## Problem
Copy the lines of the records below word for word, starting at the line that contains "[point] short fine" and ending at the final line of the records, with both of those lines included.

[Stored data entries]
— Start —

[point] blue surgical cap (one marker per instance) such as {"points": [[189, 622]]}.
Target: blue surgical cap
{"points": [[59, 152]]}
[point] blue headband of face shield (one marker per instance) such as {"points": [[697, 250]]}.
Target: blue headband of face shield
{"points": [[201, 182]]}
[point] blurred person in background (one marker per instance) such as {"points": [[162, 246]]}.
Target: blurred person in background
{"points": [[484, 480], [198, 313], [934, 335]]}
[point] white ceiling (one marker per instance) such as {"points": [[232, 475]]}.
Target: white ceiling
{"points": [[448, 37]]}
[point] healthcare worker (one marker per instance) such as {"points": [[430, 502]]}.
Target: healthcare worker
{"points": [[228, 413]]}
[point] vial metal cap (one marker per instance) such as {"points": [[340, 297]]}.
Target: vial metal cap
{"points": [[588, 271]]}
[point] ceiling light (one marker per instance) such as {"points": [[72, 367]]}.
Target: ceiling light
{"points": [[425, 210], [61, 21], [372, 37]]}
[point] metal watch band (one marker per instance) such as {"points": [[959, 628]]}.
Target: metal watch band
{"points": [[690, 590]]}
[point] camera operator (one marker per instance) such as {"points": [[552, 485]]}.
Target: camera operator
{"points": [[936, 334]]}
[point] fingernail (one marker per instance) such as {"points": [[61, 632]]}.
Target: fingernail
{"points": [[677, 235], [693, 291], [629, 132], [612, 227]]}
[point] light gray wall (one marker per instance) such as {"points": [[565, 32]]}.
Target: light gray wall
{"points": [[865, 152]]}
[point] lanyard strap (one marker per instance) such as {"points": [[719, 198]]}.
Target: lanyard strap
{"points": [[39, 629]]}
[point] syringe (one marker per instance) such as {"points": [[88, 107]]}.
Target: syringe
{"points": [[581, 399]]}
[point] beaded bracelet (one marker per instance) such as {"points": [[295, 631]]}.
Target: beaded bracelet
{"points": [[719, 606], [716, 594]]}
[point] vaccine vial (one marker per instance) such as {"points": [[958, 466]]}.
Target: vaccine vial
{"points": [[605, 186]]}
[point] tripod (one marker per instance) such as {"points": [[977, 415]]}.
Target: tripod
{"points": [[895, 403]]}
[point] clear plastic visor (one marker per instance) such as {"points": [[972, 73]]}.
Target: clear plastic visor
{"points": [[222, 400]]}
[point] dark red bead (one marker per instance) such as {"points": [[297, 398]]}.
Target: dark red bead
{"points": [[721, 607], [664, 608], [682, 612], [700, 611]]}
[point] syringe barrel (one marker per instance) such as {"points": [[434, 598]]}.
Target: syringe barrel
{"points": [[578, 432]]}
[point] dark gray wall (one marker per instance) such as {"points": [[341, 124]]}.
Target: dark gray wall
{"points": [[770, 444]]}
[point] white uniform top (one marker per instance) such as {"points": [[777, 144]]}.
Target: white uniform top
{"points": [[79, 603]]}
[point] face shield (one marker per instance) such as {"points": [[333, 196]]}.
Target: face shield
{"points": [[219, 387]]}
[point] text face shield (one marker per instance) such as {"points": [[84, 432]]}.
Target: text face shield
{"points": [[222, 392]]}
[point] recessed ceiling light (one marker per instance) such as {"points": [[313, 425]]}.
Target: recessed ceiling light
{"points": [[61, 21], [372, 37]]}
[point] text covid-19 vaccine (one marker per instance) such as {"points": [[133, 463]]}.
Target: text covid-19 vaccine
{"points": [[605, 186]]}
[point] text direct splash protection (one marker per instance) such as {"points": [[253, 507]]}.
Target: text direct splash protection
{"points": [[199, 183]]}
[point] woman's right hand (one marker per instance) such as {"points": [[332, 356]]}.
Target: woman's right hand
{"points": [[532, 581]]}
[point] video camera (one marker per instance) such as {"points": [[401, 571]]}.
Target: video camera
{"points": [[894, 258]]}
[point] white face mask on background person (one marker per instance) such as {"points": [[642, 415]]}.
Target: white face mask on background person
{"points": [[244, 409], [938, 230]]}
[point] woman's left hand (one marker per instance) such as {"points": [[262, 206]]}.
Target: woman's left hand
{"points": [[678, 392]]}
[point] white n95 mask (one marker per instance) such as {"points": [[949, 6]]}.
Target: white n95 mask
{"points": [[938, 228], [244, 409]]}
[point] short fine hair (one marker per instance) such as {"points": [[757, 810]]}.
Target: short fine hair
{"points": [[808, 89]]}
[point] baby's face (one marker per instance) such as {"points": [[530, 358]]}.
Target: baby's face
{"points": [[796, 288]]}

— End —

## Output
[point] short fine hair (one marker per instance) such as {"points": [[757, 810]]}.
Target: short fine hair
{"points": [[808, 89]]}
[point] baby's face (one marker per instance) such as {"points": [[530, 358]]}.
Target: baby's face
{"points": [[796, 288]]}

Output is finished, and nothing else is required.